Material provided

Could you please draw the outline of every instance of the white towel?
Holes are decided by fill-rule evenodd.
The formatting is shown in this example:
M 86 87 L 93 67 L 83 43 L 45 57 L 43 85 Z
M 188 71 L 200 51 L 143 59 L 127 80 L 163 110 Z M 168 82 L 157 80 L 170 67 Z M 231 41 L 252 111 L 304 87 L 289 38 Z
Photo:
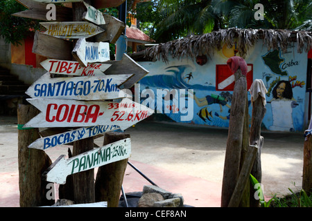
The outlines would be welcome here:
M 260 96 L 262 98 L 262 104 L 263 104 L 263 106 L 266 105 L 266 94 L 268 90 L 266 90 L 263 81 L 262 81 L 261 79 L 254 79 L 250 86 L 250 89 L 249 89 L 248 91 L 251 94 L 252 104 L 258 99 L 259 96 Z

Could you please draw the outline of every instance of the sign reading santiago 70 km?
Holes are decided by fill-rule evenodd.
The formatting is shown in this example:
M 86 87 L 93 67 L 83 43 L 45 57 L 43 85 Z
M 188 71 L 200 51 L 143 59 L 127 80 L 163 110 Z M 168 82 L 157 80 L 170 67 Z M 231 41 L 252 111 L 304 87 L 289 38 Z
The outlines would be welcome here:
M 80 127 L 118 125 L 124 130 L 151 115 L 154 110 L 123 98 L 121 102 L 27 99 L 41 113 L 24 127 Z
M 46 73 L 33 83 L 26 93 L 33 98 L 60 98 L 82 100 L 114 99 L 127 97 L 118 86 L 131 75 L 103 77 L 51 78 Z
M 130 154 L 130 139 L 127 138 L 69 159 L 65 159 L 64 155 L 60 155 L 43 175 L 48 182 L 64 184 L 69 175 L 128 158 Z

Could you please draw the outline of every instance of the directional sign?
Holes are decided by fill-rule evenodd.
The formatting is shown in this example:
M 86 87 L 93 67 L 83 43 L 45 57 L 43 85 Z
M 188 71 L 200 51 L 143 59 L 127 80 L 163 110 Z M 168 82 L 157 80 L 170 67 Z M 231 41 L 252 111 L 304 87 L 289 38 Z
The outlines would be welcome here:
M 41 113 L 24 126 L 80 127 L 118 125 L 124 130 L 151 115 L 154 110 L 129 98 L 120 102 L 28 99 Z
M 90 63 L 83 67 L 78 61 L 55 59 L 44 60 L 40 65 L 51 74 L 76 76 L 104 76 L 103 72 L 111 66 L 109 64 Z
M 129 158 L 130 154 L 130 139 L 127 138 L 69 159 L 65 159 L 64 155 L 60 155 L 43 175 L 48 182 L 64 184 L 69 175 Z
M 121 61 L 107 61 L 105 64 L 112 64 L 112 66 L 105 73 L 107 75 L 125 73 L 133 75 L 129 80 L 120 86 L 121 89 L 132 88 L 135 84 L 149 73 L 148 70 L 135 62 L 127 54 L 123 54 Z
M 26 91 L 33 98 L 74 99 L 79 100 L 114 99 L 128 96 L 118 86 L 131 75 L 103 77 L 51 78 L 48 72 Z
M 108 42 L 87 42 L 79 39 L 71 52 L 73 57 L 83 66 L 87 63 L 103 62 L 110 60 L 110 44 Z
M 82 127 L 71 131 L 39 138 L 31 143 L 28 146 L 28 148 L 46 150 L 56 146 L 64 145 L 77 140 L 94 137 L 97 135 L 117 129 L 119 129 L 119 126 L 117 125 L 97 125 Z
M 87 21 L 40 22 L 47 30 L 44 34 L 61 39 L 89 37 L 104 32 L 104 29 Z
M 83 3 L 87 8 L 87 12 L 83 13 L 83 19 L 91 21 L 97 25 L 105 24 L 105 20 L 101 11 L 88 5 L 85 2 Z
M 12 15 L 21 17 L 24 18 L 48 21 L 46 13 L 49 9 L 46 9 L 47 3 L 35 2 L 32 0 L 16 0 L 22 4 L 28 10 L 14 13 Z M 66 21 L 73 20 L 72 9 L 55 5 L 55 19 L 58 21 Z
M 46 2 L 46 3 L 64 3 L 64 2 L 81 2 L 83 0 L 32 0 L 37 2 Z

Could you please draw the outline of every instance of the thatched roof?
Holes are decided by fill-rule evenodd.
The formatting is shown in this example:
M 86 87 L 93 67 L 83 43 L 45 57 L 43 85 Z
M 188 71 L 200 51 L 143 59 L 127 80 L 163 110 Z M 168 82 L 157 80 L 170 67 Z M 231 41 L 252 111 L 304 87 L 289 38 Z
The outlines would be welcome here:
M 195 58 L 202 55 L 211 57 L 216 50 L 222 49 L 224 43 L 232 48 L 236 41 L 239 55 L 244 57 L 248 48 L 254 45 L 259 39 L 263 39 L 263 46 L 269 50 L 280 48 L 286 52 L 289 44 L 296 41 L 300 53 L 312 49 L 312 32 L 229 28 L 159 44 L 146 49 L 144 55 L 146 58 L 162 59 L 164 61 L 168 61 L 168 56 L 177 59 L 185 57 Z

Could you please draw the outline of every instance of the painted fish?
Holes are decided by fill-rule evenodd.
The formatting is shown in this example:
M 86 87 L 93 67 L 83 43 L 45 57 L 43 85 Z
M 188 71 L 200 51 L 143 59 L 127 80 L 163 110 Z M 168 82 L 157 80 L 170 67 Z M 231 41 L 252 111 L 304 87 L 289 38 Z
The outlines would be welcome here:
M 205 108 L 200 109 L 200 110 L 197 113 L 197 115 L 201 119 L 202 119 L 202 120 L 204 122 L 206 122 L 207 119 L 208 119 L 209 121 L 211 121 L 209 119 L 209 117 L 212 117 L 211 113 L 212 113 L 212 111 L 208 112 L 207 108 L 205 107 Z

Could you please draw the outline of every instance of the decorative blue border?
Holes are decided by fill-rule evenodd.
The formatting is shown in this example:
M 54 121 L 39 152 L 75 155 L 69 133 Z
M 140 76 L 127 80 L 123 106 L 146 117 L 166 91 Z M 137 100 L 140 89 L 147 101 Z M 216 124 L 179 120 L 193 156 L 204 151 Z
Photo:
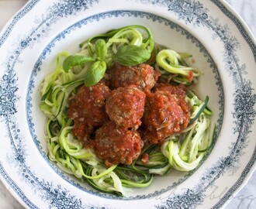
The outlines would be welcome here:
M 0 37 L 0 47 L 5 43 L 18 21 L 22 19 L 26 13 L 28 13 L 40 1 L 40 0 L 30 0 L 29 4 L 27 4 L 20 12 L 13 16 L 11 23 L 7 26 L 4 33 Z
M 184 178 L 181 178 L 178 182 L 174 182 L 171 186 L 168 186 L 164 189 L 161 189 L 161 190 L 154 191 L 152 194 L 149 194 L 148 195 L 140 195 L 140 196 L 130 196 L 130 197 L 116 197 L 112 196 L 106 194 L 102 194 L 99 191 L 95 191 L 94 190 L 88 190 L 85 189 L 84 187 L 81 187 L 77 183 L 74 183 L 73 180 L 71 180 L 67 175 L 63 173 L 60 171 L 60 170 L 52 163 L 43 152 L 42 150 L 42 147 L 40 146 L 40 140 L 38 139 L 36 134 L 35 132 L 35 130 L 33 128 L 34 124 L 33 124 L 33 118 L 32 117 L 32 110 L 31 108 L 33 106 L 33 104 L 31 102 L 32 101 L 32 96 L 33 96 L 33 91 L 34 88 L 34 78 L 37 75 L 38 71 L 41 70 L 40 66 L 42 65 L 43 60 L 46 58 L 47 55 L 50 53 L 51 49 L 55 46 L 56 43 L 58 41 L 61 41 L 61 39 L 64 39 L 67 35 L 71 33 L 71 32 L 74 31 L 77 29 L 79 29 L 82 27 L 83 26 L 87 25 L 90 22 L 94 22 L 95 21 L 99 21 L 102 19 L 106 18 L 119 18 L 120 16 L 136 16 L 136 17 L 140 17 L 140 18 L 146 18 L 147 19 L 150 19 L 154 22 L 158 22 L 159 23 L 161 23 L 164 26 L 167 26 L 170 27 L 171 29 L 175 29 L 177 32 L 178 32 L 182 36 L 185 36 L 188 39 L 190 39 L 192 43 L 193 43 L 196 47 L 199 48 L 199 51 L 203 53 L 203 56 L 205 57 L 207 57 L 208 63 L 210 63 L 210 67 L 212 67 L 213 72 L 215 74 L 215 78 L 216 78 L 216 89 L 219 91 L 219 104 L 220 104 L 220 115 L 217 121 L 217 125 L 216 125 L 216 135 L 215 139 L 216 139 L 220 135 L 222 123 L 223 123 L 223 111 L 224 111 L 224 95 L 223 95 L 223 84 L 222 81 L 220 80 L 220 74 L 218 73 L 218 70 L 216 69 L 216 64 L 214 63 L 214 61 L 213 60 L 212 57 L 206 50 L 206 48 L 202 46 L 202 44 L 193 36 L 192 36 L 186 29 L 181 27 L 180 26 L 175 24 L 175 22 L 168 20 L 166 19 L 164 19 L 162 17 L 160 17 L 158 15 L 155 15 L 148 12 L 139 12 L 139 11 L 127 11 L 127 10 L 119 10 L 119 11 L 112 11 L 112 12 L 107 12 L 104 13 L 99 13 L 95 15 L 92 15 L 90 17 L 88 17 L 85 19 L 82 19 L 75 24 L 71 26 L 64 31 L 61 32 L 60 34 L 58 34 L 50 43 L 47 46 L 47 47 L 43 51 L 42 54 L 40 56 L 39 59 L 37 60 L 35 67 L 33 70 L 30 79 L 29 79 L 29 84 L 28 87 L 28 94 L 27 94 L 27 118 L 28 118 L 28 125 L 30 128 L 30 133 L 32 135 L 32 138 L 34 140 L 34 142 L 36 143 L 36 146 L 38 147 L 39 152 L 41 153 L 41 155 L 43 156 L 43 158 L 48 162 L 49 165 L 54 169 L 54 170 L 58 173 L 63 179 L 67 180 L 70 183 L 74 185 L 75 187 L 80 188 L 82 190 L 85 190 L 86 192 L 88 192 L 89 194 L 95 194 L 102 197 L 106 197 L 106 198 L 111 198 L 111 199 L 122 199 L 122 200 L 137 200 L 137 199 L 145 199 L 149 197 L 154 197 L 157 195 L 161 194 L 166 191 L 168 191 L 174 187 L 176 187 L 180 183 L 184 182 L 185 180 L 187 180 L 189 176 L 194 173 L 196 170 L 194 170 L 193 171 L 189 173 L 187 175 L 185 176 Z
M 255 59 L 255 44 L 245 31 L 239 19 L 230 11 L 225 9 L 225 6 L 220 1 L 211 1 L 222 11 L 224 11 L 227 17 L 232 19 L 237 25 L 242 36 L 249 44 Z M 176 14 L 176 15 L 181 19 L 185 21 L 187 24 L 192 24 L 195 26 L 202 26 L 207 27 L 209 29 L 213 31 L 215 34 L 215 37 L 220 39 L 225 46 L 225 49 L 223 53 L 227 63 L 226 70 L 230 73 L 230 76 L 232 76 L 234 82 L 237 87 L 236 93 L 234 94 L 234 110 L 233 115 L 234 118 L 234 133 L 238 133 L 238 137 L 236 143 L 234 143 L 233 147 L 230 148 L 230 155 L 227 157 L 220 159 L 216 165 L 213 165 L 213 167 L 210 170 L 206 171 L 204 176 L 202 178 L 202 182 L 200 182 L 200 185 L 197 185 L 195 188 L 187 190 L 183 194 L 178 195 L 177 194 L 173 197 L 168 198 L 166 201 L 163 202 L 161 205 L 155 206 L 157 208 L 176 208 L 177 207 L 175 206 L 181 206 L 180 204 L 183 203 L 183 205 L 185 206 L 195 207 L 197 205 L 202 204 L 205 198 L 204 193 L 206 190 L 210 185 L 214 185 L 214 181 L 216 179 L 225 172 L 236 172 L 236 167 L 239 165 L 240 159 L 243 155 L 243 150 L 248 143 L 248 134 L 251 132 L 251 125 L 254 122 L 256 115 L 254 109 L 256 94 L 254 93 L 254 89 L 252 88 L 251 81 L 246 80 L 244 77 L 244 75 L 247 73 L 246 65 L 241 64 L 239 57 L 237 56 L 237 51 L 240 46 L 239 43 L 232 35 L 227 26 L 223 26 L 220 20 L 209 16 L 208 9 L 206 9 L 202 3 L 195 0 L 140 0 L 140 2 L 142 3 L 146 2 L 159 6 L 164 5 L 164 7 L 166 6 L 167 9 L 170 12 L 174 12 Z M 77 204 L 78 207 L 81 207 L 81 205 L 79 205 L 79 200 L 72 201 L 71 200 L 75 200 L 75 198 L 73 197 L 72 199 L 72 197 L 68 195 L 68 192 L 65 192 L 61 187 L 58 186 L 57 188 L 54 188 L 50 183 L 43 182 L 43 180 L 40 181 L 39 180 L 37 180 L 37 181 L 34 181 L 36 180 L 36 177 L 33 175 L 33 172 L 30 171 L 30 168 L 25 167 L 26 169 L 22 169 L 22 165 L 26 166 L 26 149 L 24 149 L 24 147 L 19 148 L 18 146 L 22 143 L 23 139 L 20 136 L 19 125 L 16 124 L 15 118 L 15 114 L 16 112 L 16 105 L 17 101 L 19 101 L 19 96 L 16 93 L 18 90 L 16 84 L 18 77 L 13 71 L 13 67 L 18 60 L 21 52 L 28 46 L 32 46 L 34 41 L 40 39 L 40 34 L 42 34 L 40 33 L 43 33 L 47 29 L 50 29 L 51 25 L 56 22 L 57 19 L 64 16 L 75 15 L 76 12 L 79 12 L 81 10 L 85 10 L 97 2 L 98 1 L 65 0 L 60 2 L 60 3 L 54 4 L 54 6 L 50 8 L 49 14 L 47 15 L 47 18 L 42 21 L 42 24 L 31 31 L 31 33 L 27 36 L 27 38 L 23 39 L 22 41 L 20 41 L 19 45 L 17 46 L 17 47 L 13 50 L 13 53 L 12 53 L 9 60 L 6 60 L 6 65 L 5 65 L 5 74 L 1 79 L 0 117 L 2 118 L 2 120 L 5 122 L 6 128 L 9 130 L 10 137 L 10 143 L 13 146 L 14 152 L 12 154 L 10 153 L 10 156 L 9 156 L 9 160 L 12 163 L 16 163 L 18 168 L 21 167 L 19 170 L 20 175 L 23 176 L 22 178 L 24 180 L 27 180 L 29 185 L 40 188 L 40 190 L 42 193 L 42 198 L 46 197 L 44 200 L 49 202 L 49 205 L 50 207 L 58 206 L 57 202 L 54 202 L 53 200 L 55 197 L 59 197 L 58 200 L 64 204 L 64 202 L 61 201 L 61 198 L 64 197 L 61 195 L 63 192 L 65 194 L 65 197 L 67 197 L 67 199 L 71 200 L 71 203 L 78 203 Z M 18 19 L 16 21 L 19 21 Z M 40 33 L 38 33 L 40 30 Z M 7 33 L 9 34 L 9 33 L 10 32 Z M 33 87 L 33 84 L 31 87 Z M 245 101 L 247 102 L 244 103 Z M 254 154 L 255 156 L 255 149 Z M 237 183 L 234 184 L 232 188 L 230 188 L 230 191 L 226 194 L 225 197 L 222 198 L 217 204 L 216 204 L 216 207 L 221 207 L 232 195 L 236 188 L 242 183 L 246 177 L 246 175 L 251 170 L 254 163 L 255 157 L 252 157 L 244 169 L 243 175 L 241 175 L 237 180 Z M 2 164 L 0 165 L 0 168 L 2 168 Z M 5 176 L 5 174 L 6 173 L 2 169 L 1 170 L 1 173 L 3 176 Z M 14 183 L 10 185 L 16 190 L 17 189 L 21 191 L 20 189 L 14 187 Z M 40 185 L 42 186 L 39 187 Z M 22 199 L 22 197 L 20 197 Z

What is expected
Set out everything from the line containing "the painted fish?" down to the line containing "M 205 108 L" as a numbered list, skipping any blank lines.

Solution to this task
1. Could you please draw the outline of every instance of the painted fish?
2. Holes are decided by fill-rule evenodd.
3. The formatting is shown in this example:
4. M 86 87 L 93 67 L 83 43 L 45 57 L 43 85 Z
5. M 188 71 L 200 51 L 143 59 L 127 80 L 163 110 Z M 168 82 L 157 80 L 170 67 Z M 231 41 L 252 111 L 304 87 L 289 38 Z
6. The outlines would be welcome here:
7. M 205 108 L 200 109 L 200 110 L 197 113 L 197 115 L 201 119 L 202 119 L 202 120 L 204 122 L 206 122 L 207 119 L 208 119 L 209 121 L 211 121 L 209 119 L 209 117 L 212 117 L 211 113 L 212 113 L 212 111 L 208 112 L 207 108 L 205 107 Z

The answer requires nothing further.